● Exercise directions:
Provide nothing except how many lines of the data contain the word "query".

[Natural language region descriptions]
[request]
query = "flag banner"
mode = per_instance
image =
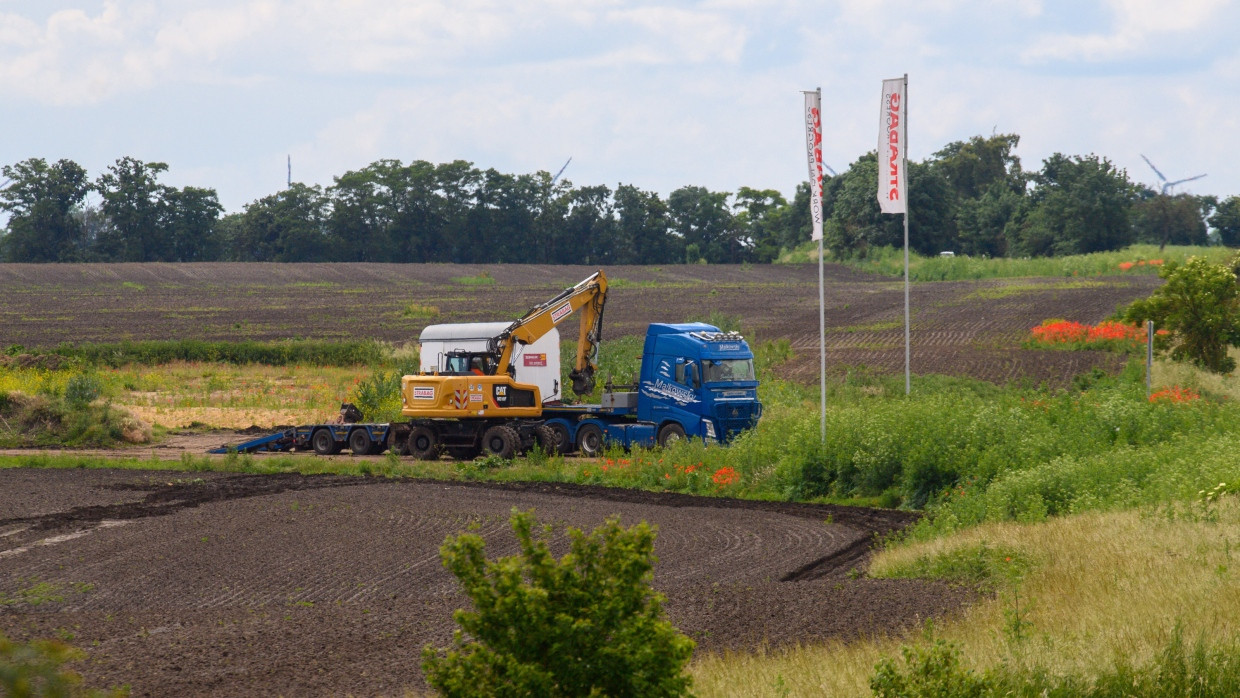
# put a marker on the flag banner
(893, 132)
(814, 149)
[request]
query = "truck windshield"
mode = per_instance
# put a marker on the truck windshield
(728, 370)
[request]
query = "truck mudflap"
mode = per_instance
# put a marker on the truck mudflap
(631, 434)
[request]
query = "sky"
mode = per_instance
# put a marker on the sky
(656, 94)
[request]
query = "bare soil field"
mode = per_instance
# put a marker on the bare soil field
(959, 327)
(218, 584)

● Solution for this exercise:
5